## WORK TO BE COMPLETED
Find every line in the records below that contains the string "flower" and copy those lines out. Matching is case-sensitive.

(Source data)
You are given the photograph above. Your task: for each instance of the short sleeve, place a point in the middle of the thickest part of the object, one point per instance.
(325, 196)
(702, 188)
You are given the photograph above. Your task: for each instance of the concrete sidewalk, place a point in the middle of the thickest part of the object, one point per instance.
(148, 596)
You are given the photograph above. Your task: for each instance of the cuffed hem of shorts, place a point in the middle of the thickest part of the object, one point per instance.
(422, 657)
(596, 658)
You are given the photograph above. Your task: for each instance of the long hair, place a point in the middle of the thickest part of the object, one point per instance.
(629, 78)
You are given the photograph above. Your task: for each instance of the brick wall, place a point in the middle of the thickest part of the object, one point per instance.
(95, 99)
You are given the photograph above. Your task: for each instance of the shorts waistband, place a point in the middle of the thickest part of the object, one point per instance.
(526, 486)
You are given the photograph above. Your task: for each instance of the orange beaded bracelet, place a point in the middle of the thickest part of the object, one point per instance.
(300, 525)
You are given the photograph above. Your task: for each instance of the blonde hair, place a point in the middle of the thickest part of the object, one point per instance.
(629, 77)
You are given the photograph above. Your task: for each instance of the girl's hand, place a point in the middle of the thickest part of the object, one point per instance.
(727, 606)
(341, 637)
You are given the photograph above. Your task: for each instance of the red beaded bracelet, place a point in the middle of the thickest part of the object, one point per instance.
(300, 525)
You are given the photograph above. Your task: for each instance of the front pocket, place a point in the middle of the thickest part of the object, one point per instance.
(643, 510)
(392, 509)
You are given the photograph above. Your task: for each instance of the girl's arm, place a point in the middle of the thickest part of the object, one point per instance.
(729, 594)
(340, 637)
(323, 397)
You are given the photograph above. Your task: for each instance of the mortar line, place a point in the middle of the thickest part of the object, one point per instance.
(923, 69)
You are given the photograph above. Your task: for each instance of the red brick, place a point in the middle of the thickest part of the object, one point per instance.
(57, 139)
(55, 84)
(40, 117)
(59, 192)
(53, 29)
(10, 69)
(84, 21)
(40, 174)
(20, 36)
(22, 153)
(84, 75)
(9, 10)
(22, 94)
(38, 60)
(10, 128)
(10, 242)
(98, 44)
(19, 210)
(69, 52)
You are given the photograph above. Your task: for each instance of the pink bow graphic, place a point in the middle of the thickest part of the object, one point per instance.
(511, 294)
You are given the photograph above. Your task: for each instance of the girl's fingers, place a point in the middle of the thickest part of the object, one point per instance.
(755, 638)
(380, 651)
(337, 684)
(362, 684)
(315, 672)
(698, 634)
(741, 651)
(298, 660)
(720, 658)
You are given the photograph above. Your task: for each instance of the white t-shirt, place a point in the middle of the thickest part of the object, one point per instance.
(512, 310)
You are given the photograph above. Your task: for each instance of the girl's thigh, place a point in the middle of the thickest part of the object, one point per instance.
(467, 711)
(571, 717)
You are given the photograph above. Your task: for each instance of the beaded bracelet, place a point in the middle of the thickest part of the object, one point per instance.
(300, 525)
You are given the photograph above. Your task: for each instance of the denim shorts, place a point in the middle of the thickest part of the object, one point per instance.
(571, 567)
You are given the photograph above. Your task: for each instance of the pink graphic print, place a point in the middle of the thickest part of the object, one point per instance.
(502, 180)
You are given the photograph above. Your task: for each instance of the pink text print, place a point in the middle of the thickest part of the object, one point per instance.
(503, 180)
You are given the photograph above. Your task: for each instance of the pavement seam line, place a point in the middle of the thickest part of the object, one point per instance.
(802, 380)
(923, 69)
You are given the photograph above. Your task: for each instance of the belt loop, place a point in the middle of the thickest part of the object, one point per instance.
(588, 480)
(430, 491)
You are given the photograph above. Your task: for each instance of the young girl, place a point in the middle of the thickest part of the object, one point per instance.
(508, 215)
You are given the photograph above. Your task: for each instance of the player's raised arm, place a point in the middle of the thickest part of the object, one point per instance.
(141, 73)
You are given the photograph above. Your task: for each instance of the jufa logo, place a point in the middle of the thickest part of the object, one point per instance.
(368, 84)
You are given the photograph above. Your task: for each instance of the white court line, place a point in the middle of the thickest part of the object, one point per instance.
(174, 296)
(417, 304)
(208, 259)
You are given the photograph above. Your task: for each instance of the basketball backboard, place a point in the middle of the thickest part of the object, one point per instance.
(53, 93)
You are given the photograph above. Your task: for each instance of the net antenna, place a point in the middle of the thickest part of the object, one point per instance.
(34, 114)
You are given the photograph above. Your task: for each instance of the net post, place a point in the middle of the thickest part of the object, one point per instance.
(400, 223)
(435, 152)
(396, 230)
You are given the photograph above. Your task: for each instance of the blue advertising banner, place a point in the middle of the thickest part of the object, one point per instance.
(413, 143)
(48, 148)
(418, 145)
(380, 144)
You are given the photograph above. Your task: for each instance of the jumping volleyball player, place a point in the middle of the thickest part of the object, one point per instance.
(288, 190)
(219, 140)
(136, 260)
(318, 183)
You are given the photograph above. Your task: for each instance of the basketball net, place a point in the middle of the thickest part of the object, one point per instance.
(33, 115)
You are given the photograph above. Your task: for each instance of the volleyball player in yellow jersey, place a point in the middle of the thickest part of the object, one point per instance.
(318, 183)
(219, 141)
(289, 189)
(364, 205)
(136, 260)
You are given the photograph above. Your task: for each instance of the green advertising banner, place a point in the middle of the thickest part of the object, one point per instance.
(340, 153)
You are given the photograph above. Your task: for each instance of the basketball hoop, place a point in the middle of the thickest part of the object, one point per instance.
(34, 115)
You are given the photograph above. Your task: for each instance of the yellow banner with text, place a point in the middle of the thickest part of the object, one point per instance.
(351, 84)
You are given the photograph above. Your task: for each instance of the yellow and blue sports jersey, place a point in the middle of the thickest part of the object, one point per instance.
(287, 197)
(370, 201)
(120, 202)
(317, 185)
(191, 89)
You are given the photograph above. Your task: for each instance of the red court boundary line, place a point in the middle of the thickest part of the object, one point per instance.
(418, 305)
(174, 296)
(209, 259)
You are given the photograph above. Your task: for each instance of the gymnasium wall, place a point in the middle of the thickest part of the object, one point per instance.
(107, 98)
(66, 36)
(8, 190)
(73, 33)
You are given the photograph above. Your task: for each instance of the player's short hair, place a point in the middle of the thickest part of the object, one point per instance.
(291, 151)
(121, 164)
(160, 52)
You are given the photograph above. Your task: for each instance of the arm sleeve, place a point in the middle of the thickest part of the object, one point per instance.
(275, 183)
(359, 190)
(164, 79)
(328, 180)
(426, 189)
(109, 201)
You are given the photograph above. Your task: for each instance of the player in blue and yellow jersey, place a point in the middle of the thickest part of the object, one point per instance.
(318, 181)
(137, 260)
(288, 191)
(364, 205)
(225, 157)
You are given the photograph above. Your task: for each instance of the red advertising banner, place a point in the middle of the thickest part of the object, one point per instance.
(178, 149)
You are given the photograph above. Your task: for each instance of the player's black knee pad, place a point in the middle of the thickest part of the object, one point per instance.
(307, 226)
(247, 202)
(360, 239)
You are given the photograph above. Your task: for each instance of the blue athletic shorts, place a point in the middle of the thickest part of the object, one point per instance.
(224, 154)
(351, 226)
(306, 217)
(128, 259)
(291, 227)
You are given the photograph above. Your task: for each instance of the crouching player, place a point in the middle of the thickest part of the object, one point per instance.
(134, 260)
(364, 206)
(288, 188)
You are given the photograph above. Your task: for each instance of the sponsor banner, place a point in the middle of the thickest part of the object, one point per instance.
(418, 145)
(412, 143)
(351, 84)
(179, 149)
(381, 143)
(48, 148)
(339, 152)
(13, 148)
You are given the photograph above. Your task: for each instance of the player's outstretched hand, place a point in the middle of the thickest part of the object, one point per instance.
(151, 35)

==

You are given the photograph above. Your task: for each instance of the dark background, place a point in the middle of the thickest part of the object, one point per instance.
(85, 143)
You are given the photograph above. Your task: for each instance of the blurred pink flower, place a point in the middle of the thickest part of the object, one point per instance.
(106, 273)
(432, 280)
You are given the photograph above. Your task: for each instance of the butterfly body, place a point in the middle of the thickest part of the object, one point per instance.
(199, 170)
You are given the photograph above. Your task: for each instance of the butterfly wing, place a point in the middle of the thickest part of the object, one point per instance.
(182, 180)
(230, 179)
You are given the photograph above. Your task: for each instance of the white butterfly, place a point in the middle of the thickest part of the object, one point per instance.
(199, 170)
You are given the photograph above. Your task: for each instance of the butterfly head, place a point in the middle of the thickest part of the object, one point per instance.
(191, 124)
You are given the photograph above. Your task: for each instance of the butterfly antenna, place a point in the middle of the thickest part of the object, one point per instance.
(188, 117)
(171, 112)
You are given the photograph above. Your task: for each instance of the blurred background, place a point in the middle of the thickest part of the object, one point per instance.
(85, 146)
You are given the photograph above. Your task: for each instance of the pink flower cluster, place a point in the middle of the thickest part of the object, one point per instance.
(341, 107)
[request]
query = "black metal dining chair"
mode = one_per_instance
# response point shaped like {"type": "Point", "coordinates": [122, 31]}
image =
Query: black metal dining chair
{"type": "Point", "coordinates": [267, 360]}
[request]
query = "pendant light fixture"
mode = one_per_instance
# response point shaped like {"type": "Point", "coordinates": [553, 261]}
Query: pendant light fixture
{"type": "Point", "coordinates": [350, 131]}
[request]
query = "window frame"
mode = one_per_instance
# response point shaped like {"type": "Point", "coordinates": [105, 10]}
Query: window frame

* * *

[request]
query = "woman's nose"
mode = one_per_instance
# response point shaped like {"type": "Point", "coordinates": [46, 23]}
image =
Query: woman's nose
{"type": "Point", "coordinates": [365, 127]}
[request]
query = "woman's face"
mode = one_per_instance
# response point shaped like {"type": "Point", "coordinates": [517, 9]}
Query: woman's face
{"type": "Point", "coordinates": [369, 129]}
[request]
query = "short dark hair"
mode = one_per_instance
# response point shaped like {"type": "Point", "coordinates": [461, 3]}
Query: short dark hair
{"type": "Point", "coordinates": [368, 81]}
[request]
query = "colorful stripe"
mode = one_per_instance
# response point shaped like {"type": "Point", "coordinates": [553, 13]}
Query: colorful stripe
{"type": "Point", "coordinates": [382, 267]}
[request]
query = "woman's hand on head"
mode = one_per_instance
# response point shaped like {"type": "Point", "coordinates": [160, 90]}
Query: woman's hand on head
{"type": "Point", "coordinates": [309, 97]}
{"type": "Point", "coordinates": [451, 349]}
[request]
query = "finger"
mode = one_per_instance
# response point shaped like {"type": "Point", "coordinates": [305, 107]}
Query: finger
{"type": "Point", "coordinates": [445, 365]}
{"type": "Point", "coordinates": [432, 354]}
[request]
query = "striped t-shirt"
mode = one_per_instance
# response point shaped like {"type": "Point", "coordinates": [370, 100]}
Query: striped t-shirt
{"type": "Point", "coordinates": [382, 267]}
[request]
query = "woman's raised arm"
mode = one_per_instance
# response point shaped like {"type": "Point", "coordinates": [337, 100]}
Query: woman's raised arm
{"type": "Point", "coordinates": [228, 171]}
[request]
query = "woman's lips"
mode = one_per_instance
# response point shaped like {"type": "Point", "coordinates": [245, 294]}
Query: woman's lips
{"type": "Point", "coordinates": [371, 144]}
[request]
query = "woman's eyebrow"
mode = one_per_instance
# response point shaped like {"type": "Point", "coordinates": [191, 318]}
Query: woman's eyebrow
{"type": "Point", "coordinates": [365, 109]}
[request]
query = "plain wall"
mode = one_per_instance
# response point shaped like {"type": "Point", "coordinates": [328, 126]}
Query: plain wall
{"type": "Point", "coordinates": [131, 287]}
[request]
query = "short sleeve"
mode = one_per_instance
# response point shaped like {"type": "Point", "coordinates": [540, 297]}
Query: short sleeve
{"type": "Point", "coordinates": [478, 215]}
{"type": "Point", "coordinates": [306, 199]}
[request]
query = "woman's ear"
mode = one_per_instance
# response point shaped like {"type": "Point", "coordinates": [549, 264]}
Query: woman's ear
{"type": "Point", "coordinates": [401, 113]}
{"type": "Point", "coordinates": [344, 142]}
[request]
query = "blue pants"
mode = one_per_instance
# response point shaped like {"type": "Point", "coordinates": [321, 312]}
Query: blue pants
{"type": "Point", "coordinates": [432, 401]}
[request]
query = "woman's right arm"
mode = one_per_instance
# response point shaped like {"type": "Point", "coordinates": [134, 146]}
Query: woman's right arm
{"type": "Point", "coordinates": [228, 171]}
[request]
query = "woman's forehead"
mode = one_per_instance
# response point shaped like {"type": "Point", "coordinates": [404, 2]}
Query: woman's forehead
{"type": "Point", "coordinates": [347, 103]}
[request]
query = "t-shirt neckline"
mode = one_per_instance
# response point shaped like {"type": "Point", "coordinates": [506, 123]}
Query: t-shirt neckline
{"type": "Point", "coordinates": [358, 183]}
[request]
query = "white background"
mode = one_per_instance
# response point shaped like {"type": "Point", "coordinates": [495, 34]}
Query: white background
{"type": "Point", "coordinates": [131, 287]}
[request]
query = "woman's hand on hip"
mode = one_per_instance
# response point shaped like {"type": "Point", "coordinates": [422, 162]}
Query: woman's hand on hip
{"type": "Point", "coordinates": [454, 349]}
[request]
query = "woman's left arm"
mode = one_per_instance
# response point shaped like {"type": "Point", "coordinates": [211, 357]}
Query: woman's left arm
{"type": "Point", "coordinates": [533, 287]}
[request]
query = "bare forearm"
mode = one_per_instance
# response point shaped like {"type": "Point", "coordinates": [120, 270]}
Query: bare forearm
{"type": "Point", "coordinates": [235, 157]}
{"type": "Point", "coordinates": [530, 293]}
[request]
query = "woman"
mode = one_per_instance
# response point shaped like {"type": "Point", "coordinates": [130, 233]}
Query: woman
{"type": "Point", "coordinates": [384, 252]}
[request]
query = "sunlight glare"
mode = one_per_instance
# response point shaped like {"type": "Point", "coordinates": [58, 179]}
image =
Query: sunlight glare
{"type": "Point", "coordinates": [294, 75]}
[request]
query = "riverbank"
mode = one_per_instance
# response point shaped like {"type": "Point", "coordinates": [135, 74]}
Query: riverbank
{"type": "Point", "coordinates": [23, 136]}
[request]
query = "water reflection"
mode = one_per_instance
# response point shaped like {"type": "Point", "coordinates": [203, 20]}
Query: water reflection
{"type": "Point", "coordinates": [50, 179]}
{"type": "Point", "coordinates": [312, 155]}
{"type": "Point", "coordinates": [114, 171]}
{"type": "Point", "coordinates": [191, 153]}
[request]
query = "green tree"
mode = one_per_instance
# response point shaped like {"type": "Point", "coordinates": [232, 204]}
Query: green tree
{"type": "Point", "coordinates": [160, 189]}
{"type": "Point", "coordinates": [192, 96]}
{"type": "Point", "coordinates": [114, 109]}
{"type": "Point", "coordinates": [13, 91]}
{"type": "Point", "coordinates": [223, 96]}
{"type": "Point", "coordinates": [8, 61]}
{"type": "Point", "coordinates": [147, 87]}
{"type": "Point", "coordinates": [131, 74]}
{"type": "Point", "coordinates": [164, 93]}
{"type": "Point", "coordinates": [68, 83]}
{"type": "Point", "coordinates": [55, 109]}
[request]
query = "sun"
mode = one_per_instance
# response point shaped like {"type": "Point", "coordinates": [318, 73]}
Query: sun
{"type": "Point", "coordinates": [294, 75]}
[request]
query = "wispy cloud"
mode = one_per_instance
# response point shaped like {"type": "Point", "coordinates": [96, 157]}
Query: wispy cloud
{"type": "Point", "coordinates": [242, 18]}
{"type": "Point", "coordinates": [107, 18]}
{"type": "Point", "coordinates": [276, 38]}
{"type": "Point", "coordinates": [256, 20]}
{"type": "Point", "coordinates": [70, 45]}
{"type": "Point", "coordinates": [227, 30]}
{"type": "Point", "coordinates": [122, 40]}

## TASK ANSWER
You are given the photograph above. Your task: for each instance of the blurred pink flower, place a point in the middle of the thickest part of the object, one point per instance.
You are given the photograph above. Your task: for each instance of the pink flower cluster, place a point in the middle of the thickest part of the object, one point per instance.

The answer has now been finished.